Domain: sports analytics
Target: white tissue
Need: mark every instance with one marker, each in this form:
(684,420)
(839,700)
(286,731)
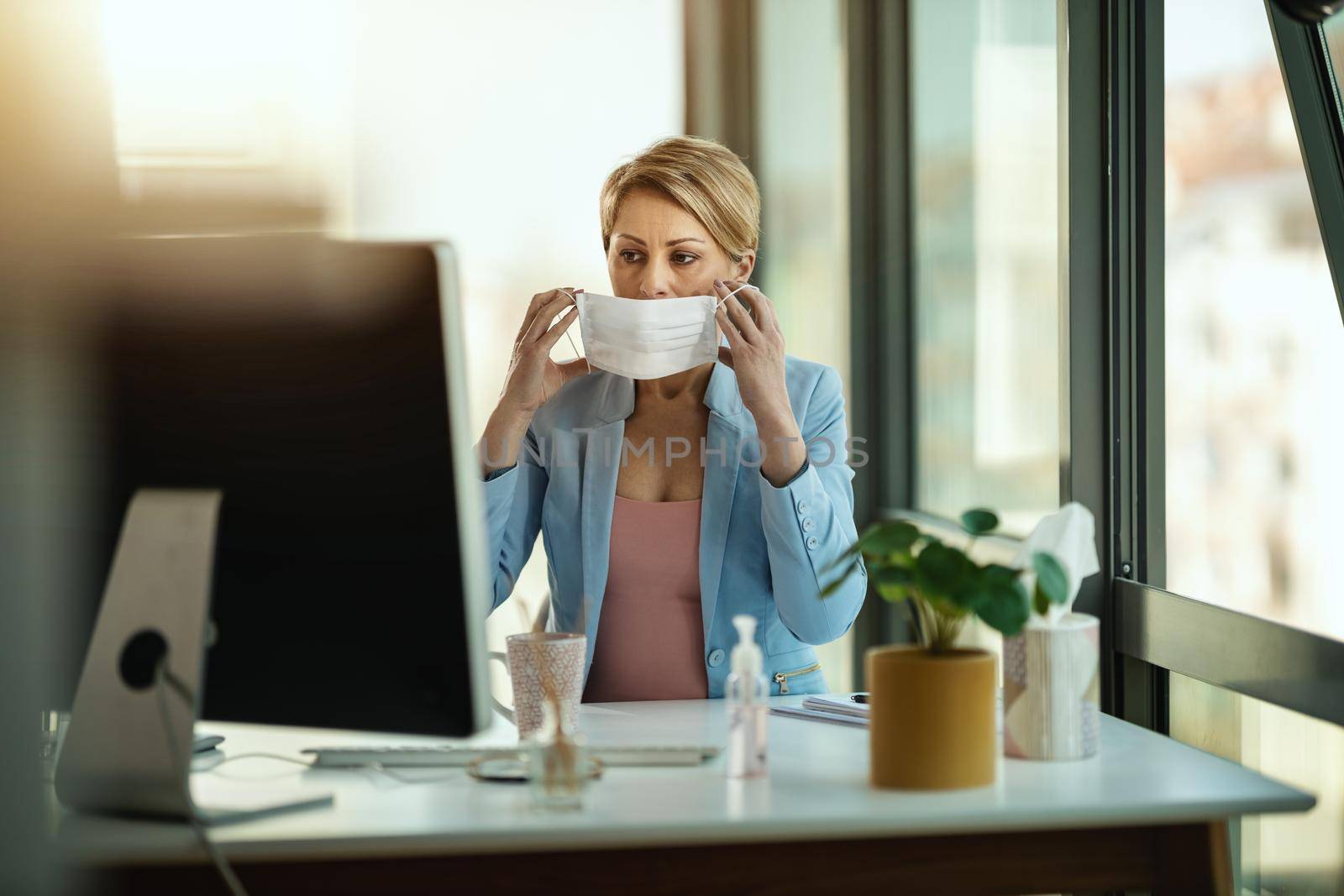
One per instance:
(1068,533)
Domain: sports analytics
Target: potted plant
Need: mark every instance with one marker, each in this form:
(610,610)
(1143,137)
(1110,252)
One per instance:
(933,705)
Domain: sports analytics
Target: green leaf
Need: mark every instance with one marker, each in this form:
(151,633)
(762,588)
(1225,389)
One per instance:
(885,539)
(979,521)
(1041,602)
(1003,605)
(945,573)
(1052,579)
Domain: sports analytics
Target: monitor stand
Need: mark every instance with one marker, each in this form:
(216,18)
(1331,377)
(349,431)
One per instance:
(129,743)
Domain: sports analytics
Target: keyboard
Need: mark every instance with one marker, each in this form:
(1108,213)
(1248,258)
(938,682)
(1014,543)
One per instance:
(449,755)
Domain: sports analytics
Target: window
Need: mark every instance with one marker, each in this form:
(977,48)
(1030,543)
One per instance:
(1254,343)
(985,280)
(1280,855)
(1254,369)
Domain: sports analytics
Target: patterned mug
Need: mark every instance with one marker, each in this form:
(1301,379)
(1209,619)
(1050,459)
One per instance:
(535,658)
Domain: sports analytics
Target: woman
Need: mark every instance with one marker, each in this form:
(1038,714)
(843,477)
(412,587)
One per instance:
(669,506)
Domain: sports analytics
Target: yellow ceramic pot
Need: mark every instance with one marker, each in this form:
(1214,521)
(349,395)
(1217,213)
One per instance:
(932,720)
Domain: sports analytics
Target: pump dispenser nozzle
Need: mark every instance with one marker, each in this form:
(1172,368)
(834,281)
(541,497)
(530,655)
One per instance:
(746,692)
(746,654)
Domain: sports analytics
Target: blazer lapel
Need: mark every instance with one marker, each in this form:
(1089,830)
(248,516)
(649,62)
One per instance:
(729,423)
(601,466)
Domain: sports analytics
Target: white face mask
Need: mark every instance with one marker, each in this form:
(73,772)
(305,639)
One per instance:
(645,338)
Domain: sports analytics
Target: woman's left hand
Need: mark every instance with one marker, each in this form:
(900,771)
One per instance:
(756,355)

● ● ● ●

__TASK OBJECTIVE__.
What lines in the material mention "woman"? Copy every one of them.

__RESULT__.
Target: woman
Target: woman's left hand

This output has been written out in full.